(Text shown begins)
Later, President Donald Trump said that he would raise his offer for a stimulus package above his current level of $1.8 trillion. House Democrats have passed a $2.2 trillion bill.
"I would. Absolutely I would. I would say more. I would go higher. Go big or go home, I said it yesterday," the president told Fox Business.
"Nancy Pelosi doesn't want to give anything. She thinks it helps her with the election," Trump continued. "And I don't think so. I think it hurts her with the election because everyone knows she's holding it up. We're not holding it up. She's holding it up."
The president also took a swipe at his Treasury secretary, "So far he hasn't come home with the bacon."
House Speaker Nancy Pelosi, the lead negotiator for Democrats, had identified testing as one of the main sticking points in talks. Mnuchin appeared to cede ground to the speaker in an interview on CNBC's "Squawk Box."
"That issue is getting overblown," Mnuchin said. "We've agreed to $178 billion overall for health. It's an extraordinary amount of money. We'd agreed with the Democrats with $75 billion going to testing, contact tracing."
"What we have been focused on is the language around testing," he added. "When I speak to Pelosi today, I'm going to tell her that we're not going to let the testing issue stand in the way. We'll fundamentally agree with their testing language subject to some minor issues. This issue is being overblown."
Pelosi, whose party passed a $2.2 trillion relief bill in the House, has criticized the White House's latest $1.8 trillion proposal as insufficient.
But the conciliatory comments from the White House met resistance from Senate Majority Leader Mitch McConnell later in the day. The Kentucky Republican rejected the idea of a coronavirus relief package larger than $1.8 trillion and deemed his own $500 billion plan a more appropriate response.
(Text shown ends)
(Data section begins)
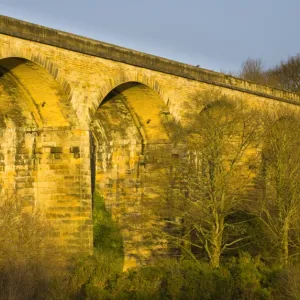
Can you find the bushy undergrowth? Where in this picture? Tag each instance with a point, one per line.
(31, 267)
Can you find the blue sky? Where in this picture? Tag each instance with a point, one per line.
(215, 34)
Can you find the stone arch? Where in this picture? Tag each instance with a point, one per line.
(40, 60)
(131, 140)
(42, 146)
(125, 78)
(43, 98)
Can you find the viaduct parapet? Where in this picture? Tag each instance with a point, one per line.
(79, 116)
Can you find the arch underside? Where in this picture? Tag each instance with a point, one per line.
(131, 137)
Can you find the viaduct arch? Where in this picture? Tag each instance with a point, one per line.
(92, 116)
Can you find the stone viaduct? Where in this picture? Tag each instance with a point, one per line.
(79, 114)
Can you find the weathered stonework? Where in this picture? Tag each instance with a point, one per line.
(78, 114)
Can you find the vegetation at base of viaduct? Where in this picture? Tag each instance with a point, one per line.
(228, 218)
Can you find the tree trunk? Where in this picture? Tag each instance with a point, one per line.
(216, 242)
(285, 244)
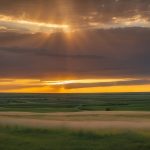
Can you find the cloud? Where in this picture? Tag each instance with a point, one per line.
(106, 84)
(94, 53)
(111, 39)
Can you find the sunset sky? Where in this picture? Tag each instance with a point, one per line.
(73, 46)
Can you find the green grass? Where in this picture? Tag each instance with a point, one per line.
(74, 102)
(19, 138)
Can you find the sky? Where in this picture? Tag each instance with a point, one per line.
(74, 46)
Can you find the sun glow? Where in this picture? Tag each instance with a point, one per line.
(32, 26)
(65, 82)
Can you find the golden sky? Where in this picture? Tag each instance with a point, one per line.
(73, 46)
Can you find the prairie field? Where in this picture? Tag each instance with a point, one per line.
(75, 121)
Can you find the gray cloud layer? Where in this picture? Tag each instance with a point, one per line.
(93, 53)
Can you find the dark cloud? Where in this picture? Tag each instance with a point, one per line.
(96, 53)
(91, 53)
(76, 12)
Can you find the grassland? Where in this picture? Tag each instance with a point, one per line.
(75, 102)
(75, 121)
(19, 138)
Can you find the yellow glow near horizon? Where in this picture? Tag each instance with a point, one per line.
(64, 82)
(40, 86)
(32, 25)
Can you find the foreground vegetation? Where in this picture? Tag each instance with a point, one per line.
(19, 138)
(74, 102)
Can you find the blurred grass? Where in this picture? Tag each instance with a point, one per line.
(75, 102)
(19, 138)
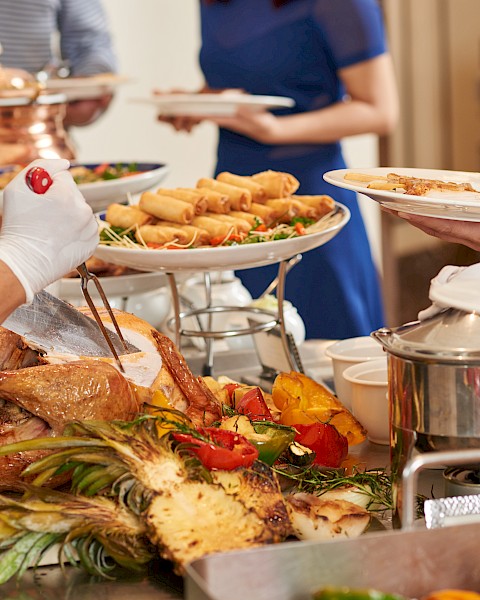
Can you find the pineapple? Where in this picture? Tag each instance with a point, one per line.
(Data section ends)
(Data section begins)
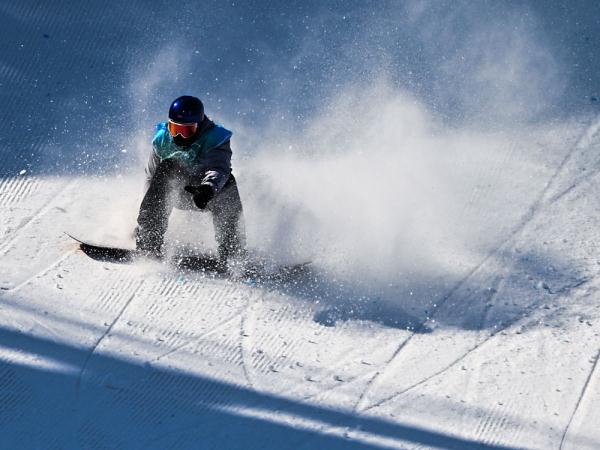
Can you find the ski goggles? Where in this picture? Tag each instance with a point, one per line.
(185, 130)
(Data section ends)
Problem details → Reproduce word for word the passage of the stimulus-talks article that begins with "Pelosi, whose party" and ends with "more appropriate response.".

Exercise response →
Pelosi, whose party passed a $2.2 trillion relief bill in the House, has criticized the White House's latest $1.8 trillion proposal as insufficient.
But the conciliatory comments from the White House met resistance from Senate Majority Leader Mitch McConnell later in the day. The Kentucky Republican rejected the idea of a coronavirus relief package larger than $1.8 trillion and deemed his own $500 billion plan a more appropriate response.